- WHAT YOU ARE ASKED TO DO -
Update the records from the start through the line that contains "532;0;600;27", replacing "window glass panel" with "glass window pane" and leaving everything else unchanged.

- SUPPLIED DATA -

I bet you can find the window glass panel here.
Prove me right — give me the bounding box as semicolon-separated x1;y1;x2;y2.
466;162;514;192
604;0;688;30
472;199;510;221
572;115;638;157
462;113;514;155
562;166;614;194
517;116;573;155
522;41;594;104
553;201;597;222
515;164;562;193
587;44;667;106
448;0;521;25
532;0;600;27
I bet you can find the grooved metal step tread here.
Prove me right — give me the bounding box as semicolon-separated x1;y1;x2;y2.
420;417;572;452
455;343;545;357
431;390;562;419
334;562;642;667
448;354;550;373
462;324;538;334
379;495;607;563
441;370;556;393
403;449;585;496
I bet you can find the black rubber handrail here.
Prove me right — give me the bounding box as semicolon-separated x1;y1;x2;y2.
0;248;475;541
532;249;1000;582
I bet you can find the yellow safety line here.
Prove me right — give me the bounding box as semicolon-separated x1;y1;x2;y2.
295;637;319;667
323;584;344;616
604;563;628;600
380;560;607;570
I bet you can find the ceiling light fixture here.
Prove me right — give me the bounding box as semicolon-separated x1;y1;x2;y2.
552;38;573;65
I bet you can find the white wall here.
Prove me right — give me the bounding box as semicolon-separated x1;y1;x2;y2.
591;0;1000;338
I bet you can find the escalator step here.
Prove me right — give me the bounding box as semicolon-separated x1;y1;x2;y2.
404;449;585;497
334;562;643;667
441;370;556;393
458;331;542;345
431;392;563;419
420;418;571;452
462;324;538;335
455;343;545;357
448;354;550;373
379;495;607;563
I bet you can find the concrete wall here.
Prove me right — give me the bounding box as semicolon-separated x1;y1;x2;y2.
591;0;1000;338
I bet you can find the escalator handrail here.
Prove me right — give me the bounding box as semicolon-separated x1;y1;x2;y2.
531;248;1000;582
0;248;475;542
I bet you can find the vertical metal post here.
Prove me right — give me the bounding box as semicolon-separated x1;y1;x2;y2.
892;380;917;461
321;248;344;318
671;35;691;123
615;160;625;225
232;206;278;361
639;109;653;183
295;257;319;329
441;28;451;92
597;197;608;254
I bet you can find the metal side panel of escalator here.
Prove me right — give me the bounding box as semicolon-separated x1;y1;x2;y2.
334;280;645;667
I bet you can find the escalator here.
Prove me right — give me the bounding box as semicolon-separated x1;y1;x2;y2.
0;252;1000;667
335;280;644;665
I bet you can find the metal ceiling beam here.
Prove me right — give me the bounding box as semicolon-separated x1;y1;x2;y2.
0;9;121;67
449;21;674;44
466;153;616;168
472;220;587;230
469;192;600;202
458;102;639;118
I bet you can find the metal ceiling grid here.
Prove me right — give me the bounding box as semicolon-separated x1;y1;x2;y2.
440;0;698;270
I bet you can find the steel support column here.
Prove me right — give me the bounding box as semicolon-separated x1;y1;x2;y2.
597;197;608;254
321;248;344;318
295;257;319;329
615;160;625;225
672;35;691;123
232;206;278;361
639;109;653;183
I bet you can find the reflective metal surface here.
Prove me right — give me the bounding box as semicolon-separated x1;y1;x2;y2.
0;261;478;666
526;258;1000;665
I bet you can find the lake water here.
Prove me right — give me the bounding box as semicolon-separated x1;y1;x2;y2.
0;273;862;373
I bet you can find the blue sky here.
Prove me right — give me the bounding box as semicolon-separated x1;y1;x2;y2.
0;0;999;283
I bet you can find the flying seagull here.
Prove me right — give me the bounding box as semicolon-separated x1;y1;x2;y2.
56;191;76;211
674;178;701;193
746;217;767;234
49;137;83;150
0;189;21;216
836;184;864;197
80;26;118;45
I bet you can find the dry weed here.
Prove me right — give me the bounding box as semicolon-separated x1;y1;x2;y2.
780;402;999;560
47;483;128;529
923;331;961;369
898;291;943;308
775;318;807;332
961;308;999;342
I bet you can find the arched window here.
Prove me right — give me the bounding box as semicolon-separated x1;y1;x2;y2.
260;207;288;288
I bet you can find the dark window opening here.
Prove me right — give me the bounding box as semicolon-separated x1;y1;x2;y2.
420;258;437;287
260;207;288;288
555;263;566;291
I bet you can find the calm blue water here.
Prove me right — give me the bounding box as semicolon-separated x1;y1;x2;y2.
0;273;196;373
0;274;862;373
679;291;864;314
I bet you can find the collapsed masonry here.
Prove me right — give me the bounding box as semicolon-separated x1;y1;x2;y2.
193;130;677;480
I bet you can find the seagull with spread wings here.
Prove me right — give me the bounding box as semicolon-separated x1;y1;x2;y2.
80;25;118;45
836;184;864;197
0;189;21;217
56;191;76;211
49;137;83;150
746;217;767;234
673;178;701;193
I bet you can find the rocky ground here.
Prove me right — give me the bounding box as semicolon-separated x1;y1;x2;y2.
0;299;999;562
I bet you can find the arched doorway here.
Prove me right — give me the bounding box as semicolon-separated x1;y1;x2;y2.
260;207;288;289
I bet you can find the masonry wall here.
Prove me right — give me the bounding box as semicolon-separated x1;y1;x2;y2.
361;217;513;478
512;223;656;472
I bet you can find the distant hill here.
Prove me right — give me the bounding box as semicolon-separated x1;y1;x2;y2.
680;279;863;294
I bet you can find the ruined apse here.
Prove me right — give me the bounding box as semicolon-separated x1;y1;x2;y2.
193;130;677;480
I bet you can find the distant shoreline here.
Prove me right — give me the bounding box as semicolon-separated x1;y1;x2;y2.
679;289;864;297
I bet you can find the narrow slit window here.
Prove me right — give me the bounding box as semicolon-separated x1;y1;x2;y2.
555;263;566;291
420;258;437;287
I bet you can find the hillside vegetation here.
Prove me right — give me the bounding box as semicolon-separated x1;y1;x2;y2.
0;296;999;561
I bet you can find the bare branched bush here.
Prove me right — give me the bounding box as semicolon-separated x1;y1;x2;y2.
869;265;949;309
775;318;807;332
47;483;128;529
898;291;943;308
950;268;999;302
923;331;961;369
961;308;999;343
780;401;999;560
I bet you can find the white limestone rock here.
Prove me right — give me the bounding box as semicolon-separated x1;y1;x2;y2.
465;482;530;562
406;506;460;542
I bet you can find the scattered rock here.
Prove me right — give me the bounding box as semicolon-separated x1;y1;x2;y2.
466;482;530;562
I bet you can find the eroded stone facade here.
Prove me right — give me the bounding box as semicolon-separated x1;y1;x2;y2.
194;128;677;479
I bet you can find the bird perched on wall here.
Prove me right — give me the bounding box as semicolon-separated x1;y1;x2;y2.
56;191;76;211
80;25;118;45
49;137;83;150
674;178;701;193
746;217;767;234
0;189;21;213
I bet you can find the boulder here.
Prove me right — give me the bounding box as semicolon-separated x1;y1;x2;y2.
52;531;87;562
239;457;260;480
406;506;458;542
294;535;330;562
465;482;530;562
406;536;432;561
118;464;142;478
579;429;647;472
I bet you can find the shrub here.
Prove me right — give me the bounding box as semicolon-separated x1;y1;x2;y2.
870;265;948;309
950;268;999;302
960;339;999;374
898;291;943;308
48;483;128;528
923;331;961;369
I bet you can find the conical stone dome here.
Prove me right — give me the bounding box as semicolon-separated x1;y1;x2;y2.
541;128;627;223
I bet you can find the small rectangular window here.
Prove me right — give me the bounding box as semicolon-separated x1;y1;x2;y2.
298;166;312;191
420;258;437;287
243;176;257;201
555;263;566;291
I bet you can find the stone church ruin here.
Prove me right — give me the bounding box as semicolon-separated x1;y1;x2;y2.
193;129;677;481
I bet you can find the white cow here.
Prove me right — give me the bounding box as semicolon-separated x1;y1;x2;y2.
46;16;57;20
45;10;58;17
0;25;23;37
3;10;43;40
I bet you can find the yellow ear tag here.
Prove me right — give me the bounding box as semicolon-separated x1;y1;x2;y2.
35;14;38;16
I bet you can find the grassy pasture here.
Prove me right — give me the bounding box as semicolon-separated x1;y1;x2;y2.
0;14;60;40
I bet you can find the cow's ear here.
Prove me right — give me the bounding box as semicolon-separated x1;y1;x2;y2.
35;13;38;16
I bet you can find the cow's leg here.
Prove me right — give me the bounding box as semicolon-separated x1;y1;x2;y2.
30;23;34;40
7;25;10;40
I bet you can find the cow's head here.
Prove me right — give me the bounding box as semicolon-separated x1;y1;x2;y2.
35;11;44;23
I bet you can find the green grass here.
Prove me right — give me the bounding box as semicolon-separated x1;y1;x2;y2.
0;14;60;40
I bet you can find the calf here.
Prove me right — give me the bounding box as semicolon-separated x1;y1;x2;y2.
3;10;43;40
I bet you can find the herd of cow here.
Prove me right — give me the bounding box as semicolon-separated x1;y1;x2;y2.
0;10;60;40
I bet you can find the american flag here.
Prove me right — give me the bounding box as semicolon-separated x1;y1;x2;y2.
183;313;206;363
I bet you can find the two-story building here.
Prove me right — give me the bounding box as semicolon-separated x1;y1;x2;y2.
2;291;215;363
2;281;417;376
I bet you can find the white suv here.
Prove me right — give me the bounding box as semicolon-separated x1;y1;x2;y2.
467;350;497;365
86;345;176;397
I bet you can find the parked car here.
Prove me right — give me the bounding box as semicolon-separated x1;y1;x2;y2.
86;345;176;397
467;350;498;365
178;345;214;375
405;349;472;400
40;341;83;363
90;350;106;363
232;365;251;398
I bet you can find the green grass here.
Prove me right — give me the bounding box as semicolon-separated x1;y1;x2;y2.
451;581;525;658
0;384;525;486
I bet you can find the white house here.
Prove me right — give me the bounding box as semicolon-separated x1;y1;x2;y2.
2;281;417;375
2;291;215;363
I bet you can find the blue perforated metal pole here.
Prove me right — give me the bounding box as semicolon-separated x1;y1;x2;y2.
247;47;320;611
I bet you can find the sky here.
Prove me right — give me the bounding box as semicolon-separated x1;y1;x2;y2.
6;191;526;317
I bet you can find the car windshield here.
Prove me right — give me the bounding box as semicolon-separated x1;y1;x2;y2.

- FINAL ANSWER -
I bet you can find the glass window pane here.
Prove me right — give me the bounding box as semicolon-separated x1;y1;x2;y2.
466;162;514;192
604;0;688;30
472;199;510;221
572;115;638;157
462;113;514;155
562;166;614;194
517;116;573;155
522;41;594;104
553;201;597;222
515;164;562;193
587;44;667;106
448;0;521;25
532;0;600;27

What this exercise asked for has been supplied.